____ Extract provided

Overall, we find the baseline P&B method to be impressively accurate for processor design space exploration, given the low number of experiments and the known lack of independence of the parameters. 
IV. SYSTEM UNDER DESIGN
This section describes the system we evaluate with our design space analysis tools. We apply the SAAB system to a mobile multi-core processor system optimized for web browsing workloads. We could not perform P&B validation on all of these workloads, because of the large number of long-running experiments for the exhaustive method. The infeasibility of doing that type of analysis with the full simulation emphasizes the importance of having a design exploration methodology that minimizes experimentation cost.
The full design space includes four more parameters, many more intermediate points (for later parts of our design study), and an altered set of benchmarks that tend to run longer and are more focused on the target market for this processor. We also introduce multi-threaded benchmarks into the picture. Thus, we will apply SAAB to a design space consisting of 11 parameters over 12 single threaded and multi-threaded browser workloads. Figure 4 shows a block diagram of our system. Table V shows the parameters of our system. We have added core count, since we are now considering multi-threaded benchmarks. We have added MEMWidth, which is the width of the memory system connected via the memory controller. We have also added some other new memory subsystem parameters, specifically the interconnect queue size and the memory controller queue size. Lastly, we add L2 cache associativity, and consider varying it from 8 to 32. Table VI gives a description of the benchmarks used going forward in this paper. We used benchmarks that test a web browsing system such as network packet processing via EEMBC [2] , ASP and Javascript performance via IBench [17] , and an internal Javascript benchmark. We also considered web performance of popular websites. These websites exhibit a variety of features such as varied use of advanced scripting, cookies, and forms. Although named similarly, these benchmarks stress different portions of the system. The websites were run on an internally developed web browser. Figure 5 shows the P&B impact values for our system. As seen, for the single-threaded benchmarks, CPUFreq and L2Size have the highest impact. However, for the multithreaded benchmarks, CPUFreq followed by number of CPUs (NCPU) have the highest impact. If we consider the average, CPUFreq is the most important parameter, followed by L2Size and NCPU. Queue size related parameters INTOut and MEMQSize were found to have relatively low impact. L2 associativity has little impact as the min value (8-way) appears to be sufficient.
These results are instructive, but fall short of giving concrete direction to arrive at a final design, or even to narrow in on a likely region for the best design. Issues include potentially misleading impact (due to oversensitivity to range of values chosen), the lack of information about intermediate values, and the absence of correlation with the cost of parameters. The following sections describe extensions to the P&B method to overcome these limitations. These extensions, incorporated on top of our simulation infrastructure, constitute SAAB.

________
____ Data rows

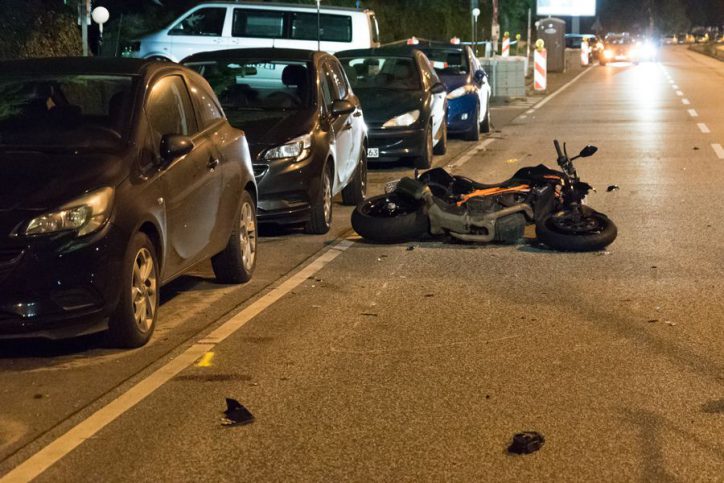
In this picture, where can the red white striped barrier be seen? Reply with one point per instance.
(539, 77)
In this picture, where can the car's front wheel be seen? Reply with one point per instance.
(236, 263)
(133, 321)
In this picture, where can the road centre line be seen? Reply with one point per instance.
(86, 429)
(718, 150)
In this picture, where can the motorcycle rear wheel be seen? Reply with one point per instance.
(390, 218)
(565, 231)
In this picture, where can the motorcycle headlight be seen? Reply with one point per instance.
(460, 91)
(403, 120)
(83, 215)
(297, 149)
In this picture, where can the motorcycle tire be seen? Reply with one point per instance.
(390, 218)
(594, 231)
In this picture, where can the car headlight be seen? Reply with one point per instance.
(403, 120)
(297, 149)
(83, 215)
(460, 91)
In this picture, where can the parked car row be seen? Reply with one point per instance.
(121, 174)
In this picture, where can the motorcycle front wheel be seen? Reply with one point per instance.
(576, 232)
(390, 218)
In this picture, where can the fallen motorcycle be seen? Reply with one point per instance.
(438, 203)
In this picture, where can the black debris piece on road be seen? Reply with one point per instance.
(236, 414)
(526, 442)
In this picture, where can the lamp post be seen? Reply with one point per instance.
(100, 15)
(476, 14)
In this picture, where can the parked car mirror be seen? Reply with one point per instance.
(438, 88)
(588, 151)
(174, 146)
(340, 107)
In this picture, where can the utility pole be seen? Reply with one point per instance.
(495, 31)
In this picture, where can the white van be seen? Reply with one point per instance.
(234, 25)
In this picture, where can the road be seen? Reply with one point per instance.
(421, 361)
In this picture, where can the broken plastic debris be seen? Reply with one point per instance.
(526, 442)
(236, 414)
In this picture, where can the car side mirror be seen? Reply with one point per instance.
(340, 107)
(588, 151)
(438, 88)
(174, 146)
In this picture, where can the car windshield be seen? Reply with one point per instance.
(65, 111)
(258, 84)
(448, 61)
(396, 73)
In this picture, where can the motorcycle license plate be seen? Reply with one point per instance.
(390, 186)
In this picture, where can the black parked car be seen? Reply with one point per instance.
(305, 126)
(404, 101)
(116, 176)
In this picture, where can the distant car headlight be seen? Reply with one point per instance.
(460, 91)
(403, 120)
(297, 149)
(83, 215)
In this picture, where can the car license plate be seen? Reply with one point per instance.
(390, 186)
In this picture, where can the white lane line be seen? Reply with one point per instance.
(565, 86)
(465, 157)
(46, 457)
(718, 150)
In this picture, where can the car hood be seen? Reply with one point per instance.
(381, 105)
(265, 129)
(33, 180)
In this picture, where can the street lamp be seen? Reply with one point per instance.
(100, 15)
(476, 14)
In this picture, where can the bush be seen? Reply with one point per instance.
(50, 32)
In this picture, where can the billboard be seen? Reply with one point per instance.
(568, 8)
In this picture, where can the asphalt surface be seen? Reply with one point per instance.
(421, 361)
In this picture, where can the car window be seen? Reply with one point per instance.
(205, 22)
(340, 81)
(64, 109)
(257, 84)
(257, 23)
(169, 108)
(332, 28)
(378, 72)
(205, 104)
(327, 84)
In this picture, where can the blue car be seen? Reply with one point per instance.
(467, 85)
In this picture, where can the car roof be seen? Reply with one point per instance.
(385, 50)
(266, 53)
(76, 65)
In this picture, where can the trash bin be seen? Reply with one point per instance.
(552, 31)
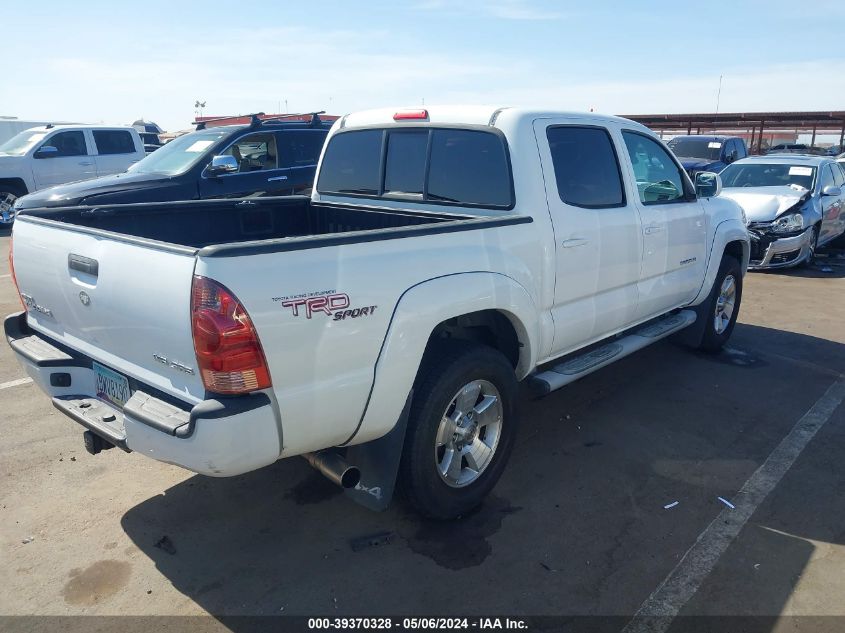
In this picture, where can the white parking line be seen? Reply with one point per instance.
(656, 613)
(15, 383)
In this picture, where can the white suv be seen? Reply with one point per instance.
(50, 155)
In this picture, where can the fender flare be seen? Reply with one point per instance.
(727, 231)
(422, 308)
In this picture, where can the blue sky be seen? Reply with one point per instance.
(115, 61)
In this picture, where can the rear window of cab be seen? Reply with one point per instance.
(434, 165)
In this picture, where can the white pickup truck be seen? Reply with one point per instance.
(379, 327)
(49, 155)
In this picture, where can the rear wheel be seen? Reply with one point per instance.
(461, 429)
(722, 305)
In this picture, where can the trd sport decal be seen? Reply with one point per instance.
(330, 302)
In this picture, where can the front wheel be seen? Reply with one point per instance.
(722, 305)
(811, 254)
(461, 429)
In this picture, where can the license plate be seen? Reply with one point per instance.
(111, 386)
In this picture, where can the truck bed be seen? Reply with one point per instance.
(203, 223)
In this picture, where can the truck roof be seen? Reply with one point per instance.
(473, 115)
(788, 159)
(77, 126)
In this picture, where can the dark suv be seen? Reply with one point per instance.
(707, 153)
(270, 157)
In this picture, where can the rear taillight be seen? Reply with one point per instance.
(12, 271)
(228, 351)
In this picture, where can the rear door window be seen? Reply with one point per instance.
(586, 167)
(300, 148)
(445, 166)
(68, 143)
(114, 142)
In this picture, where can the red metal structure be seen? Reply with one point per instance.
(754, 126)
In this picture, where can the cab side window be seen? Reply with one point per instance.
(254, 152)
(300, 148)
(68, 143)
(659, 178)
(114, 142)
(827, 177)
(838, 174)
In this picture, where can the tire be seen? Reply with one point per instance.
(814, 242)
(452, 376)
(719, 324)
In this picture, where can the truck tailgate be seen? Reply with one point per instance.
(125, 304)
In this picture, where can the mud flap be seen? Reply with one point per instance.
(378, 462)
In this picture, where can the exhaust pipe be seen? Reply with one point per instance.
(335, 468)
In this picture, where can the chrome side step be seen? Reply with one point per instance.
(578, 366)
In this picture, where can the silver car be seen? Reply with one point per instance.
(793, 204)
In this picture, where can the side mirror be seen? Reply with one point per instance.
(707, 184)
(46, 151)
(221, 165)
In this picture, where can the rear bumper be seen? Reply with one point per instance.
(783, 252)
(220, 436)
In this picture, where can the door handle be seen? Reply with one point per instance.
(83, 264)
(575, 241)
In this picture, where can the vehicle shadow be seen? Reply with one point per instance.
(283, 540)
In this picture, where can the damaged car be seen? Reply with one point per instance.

________

### Task instructions
Continue the passage on processor design space exploration with SAAB, starting after its last sentence. You can set the lines aside; nothing in them is needed.

### Task response
V. CHANGING BOUNDS AND KNEE ANALYSIS
The P&B method allows us to understand the influence of various factors on the performance of the system. The method lays out a set of experiments that vary each parameter between the upper bound (+1) and lower bound (-1) values. However, it leaves the selection of the +1 / -1 values up to the architect. The specific choice of values can make a significant difference in the results we obtain from the method.
To better understand the influence of the choice of range, we run new experiments where we alter the range of just one parameter. Table VII shows the impact values under two different scenarios. In the first, CPU frequency specifies the original range of 1-2 GHz. In the second, we specify a narrower range. Not only does the impact factor for CPU frequency change significantly, but the other factors move as well. In four of the seven benchmarks, we see that the relative order of these three parameters' impact factors is changed by varying the range of CPU frequency. While the general guidance is that values slightly higher and lower than the nominal bounds are a good fit for the +1 and -1 values, this still leaves room for interpretation and the potential to influence results. It can be instructive, then, to vary the bounds and rerun the Plackett and Burman analysis. It is typical that the lower bounds are more constrained or better understood than the upper bounds. Hence we primarily consider variations on the upper bounds.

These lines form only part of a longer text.